*GIVEN EXERCISE*. From the records below, keep only the lines that contain the string "item". The match is case-sensitive.

*EXCERPTED RECORDS*.
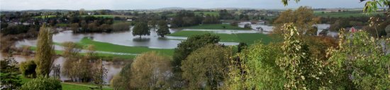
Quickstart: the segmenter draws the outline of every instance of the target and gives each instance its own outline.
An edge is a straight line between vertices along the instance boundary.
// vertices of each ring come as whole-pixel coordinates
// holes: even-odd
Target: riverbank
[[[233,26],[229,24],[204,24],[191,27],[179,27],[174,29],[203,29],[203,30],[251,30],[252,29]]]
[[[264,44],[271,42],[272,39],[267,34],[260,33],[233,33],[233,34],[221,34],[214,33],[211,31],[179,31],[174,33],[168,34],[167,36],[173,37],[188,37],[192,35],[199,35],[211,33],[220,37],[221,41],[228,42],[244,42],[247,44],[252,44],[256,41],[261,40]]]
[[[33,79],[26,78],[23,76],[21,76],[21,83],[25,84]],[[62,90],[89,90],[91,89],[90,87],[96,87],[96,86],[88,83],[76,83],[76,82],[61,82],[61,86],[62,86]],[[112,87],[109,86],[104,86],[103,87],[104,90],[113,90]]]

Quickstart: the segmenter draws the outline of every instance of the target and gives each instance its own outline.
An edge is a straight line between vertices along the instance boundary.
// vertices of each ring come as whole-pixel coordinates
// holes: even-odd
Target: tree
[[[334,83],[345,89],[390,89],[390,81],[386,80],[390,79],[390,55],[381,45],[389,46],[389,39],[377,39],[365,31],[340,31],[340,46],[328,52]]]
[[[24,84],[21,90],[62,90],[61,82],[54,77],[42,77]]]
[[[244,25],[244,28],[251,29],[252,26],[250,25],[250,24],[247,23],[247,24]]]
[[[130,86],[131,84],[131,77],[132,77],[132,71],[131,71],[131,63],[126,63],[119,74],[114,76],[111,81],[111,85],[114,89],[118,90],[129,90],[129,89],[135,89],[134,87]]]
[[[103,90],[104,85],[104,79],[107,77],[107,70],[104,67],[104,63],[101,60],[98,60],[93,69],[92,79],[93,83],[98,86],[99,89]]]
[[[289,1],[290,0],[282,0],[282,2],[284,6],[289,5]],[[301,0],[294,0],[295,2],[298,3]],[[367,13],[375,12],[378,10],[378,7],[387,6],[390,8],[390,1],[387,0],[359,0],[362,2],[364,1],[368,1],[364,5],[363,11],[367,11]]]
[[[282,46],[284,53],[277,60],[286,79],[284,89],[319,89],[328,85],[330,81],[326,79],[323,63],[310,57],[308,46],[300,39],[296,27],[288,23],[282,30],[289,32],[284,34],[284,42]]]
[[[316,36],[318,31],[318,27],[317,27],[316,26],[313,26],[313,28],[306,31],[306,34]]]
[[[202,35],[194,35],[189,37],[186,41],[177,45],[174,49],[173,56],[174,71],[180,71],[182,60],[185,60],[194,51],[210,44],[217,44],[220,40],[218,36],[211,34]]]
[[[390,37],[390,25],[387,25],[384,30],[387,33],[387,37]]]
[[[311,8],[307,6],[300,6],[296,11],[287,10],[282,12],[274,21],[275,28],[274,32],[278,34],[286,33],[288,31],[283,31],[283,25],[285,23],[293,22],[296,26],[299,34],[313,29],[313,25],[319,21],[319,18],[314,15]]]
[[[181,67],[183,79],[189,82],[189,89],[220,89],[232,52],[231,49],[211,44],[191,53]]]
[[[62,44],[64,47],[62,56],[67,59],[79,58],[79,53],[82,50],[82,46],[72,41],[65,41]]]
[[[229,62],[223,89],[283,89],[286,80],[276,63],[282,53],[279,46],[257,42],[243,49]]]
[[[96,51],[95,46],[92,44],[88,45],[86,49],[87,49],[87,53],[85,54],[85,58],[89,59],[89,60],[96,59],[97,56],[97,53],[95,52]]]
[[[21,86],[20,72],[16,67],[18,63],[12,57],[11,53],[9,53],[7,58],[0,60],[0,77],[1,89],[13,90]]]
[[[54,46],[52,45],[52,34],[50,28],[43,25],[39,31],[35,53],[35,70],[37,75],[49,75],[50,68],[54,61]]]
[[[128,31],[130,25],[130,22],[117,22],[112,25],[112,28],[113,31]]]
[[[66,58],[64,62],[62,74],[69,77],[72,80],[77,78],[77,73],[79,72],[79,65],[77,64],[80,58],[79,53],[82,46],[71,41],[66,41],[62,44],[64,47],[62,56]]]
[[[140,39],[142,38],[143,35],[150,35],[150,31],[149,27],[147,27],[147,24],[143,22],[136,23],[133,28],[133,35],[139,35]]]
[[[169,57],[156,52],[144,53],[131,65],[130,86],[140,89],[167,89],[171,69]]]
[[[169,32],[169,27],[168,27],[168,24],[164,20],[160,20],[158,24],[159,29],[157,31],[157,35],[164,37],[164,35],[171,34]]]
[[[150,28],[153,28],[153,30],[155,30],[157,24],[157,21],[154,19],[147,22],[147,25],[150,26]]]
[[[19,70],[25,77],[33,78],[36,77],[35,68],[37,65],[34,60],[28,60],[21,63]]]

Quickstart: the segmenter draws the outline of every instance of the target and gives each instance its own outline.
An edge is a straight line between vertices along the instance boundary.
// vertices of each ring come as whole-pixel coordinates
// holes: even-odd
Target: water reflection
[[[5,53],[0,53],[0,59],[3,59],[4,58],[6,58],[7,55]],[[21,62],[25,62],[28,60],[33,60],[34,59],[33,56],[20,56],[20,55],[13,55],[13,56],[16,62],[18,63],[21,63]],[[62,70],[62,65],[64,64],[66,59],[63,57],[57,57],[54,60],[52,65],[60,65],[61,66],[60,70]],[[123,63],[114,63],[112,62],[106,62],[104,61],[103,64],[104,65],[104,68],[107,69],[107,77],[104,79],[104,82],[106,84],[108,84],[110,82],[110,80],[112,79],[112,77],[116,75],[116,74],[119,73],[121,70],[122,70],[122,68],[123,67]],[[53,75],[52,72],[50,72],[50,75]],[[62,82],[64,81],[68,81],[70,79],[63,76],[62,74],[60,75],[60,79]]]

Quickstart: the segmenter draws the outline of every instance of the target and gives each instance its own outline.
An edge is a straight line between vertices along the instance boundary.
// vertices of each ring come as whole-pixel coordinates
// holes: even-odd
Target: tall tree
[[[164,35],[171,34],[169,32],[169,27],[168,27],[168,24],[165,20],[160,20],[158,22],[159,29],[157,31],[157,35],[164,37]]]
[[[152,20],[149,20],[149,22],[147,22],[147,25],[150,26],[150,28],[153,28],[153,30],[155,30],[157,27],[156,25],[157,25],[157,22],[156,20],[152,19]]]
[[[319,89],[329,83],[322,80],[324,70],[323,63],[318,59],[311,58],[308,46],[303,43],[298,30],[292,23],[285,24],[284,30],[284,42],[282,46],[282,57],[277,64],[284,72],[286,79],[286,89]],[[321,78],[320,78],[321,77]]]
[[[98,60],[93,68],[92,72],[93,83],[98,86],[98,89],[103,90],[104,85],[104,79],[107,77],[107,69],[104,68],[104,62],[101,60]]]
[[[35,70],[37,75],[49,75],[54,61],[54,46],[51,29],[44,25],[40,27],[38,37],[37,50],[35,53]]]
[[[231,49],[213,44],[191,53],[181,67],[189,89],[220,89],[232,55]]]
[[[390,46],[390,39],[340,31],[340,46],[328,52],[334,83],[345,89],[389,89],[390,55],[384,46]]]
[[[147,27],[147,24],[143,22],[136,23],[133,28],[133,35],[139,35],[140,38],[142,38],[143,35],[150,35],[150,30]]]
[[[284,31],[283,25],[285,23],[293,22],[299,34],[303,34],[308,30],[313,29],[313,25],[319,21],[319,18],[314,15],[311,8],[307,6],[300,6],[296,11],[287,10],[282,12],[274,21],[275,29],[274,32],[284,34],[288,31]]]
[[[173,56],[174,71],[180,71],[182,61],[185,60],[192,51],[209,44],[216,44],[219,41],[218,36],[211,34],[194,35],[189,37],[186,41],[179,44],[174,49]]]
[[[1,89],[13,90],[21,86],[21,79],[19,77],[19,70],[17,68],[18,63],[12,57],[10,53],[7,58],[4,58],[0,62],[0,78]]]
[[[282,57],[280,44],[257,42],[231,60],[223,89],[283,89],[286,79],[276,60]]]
==
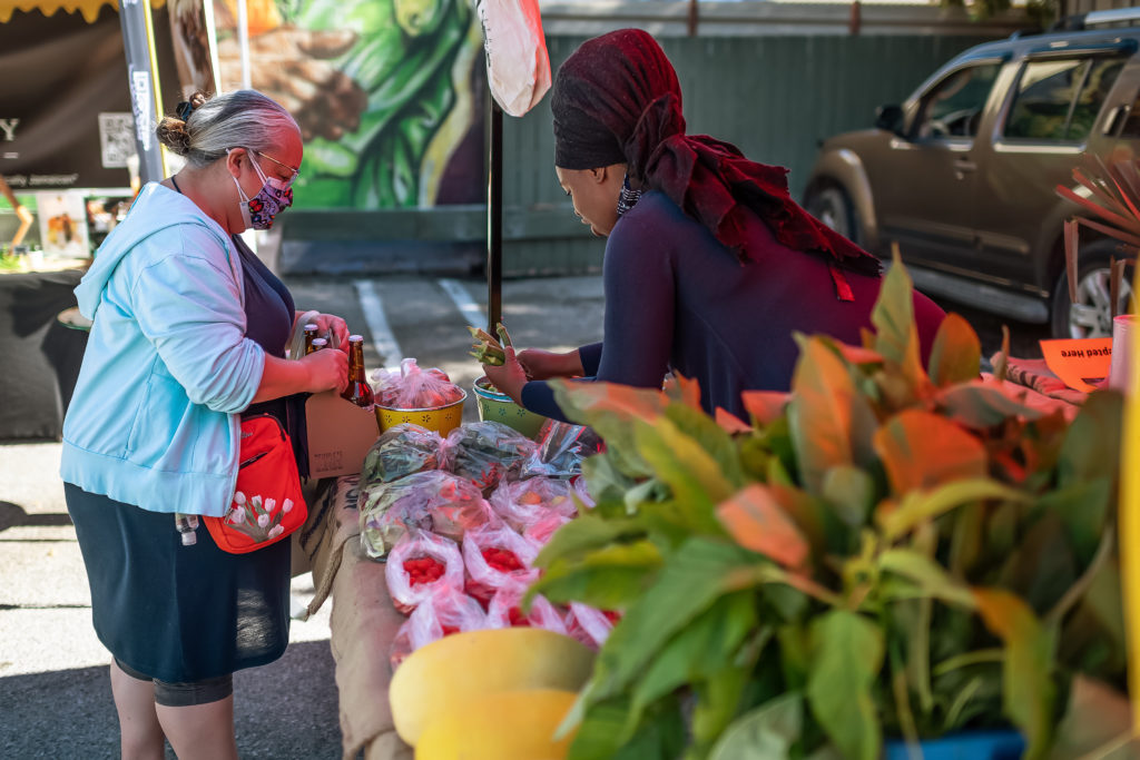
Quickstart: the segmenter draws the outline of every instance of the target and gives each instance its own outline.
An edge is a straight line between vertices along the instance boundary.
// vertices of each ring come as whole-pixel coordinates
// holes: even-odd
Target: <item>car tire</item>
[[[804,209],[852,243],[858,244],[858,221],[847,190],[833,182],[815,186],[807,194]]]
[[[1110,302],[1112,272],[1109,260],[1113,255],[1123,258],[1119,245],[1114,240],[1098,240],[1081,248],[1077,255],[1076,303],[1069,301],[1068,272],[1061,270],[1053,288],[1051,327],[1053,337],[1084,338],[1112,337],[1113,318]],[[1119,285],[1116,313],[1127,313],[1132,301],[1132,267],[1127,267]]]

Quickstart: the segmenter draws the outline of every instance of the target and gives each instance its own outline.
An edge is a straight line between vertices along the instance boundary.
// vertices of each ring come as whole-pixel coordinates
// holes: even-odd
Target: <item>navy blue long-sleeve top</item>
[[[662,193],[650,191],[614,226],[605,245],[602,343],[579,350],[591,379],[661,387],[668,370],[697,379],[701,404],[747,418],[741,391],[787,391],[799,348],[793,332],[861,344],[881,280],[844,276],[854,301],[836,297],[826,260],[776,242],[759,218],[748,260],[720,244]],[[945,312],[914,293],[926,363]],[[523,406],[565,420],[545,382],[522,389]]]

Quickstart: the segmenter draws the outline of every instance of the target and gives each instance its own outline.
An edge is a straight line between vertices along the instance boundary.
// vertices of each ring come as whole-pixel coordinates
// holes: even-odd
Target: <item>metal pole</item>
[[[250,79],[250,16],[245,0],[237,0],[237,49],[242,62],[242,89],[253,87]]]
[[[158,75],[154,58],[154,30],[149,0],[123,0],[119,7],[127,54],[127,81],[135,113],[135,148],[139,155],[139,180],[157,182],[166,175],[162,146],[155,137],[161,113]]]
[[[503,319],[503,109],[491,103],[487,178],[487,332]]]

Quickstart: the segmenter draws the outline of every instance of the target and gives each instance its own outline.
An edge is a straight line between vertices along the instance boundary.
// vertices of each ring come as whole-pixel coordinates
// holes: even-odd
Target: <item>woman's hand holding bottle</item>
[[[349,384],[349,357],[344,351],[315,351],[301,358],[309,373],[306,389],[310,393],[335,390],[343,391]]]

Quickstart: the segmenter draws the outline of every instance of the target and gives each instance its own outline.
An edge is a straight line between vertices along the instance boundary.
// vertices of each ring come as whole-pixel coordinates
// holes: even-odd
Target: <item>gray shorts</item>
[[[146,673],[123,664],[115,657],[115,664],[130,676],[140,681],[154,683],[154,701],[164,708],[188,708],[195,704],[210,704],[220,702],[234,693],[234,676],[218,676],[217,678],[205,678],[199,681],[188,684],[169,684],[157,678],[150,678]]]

*FULL RESPONSE*.
Target: <item>car tire</item>
Target: <item>navy blue long-sleeve top</item>
Target: <item>metal pole</item>
Target: <item>woman's hand holding bottle</item>
Target: <item>gray shorts</item>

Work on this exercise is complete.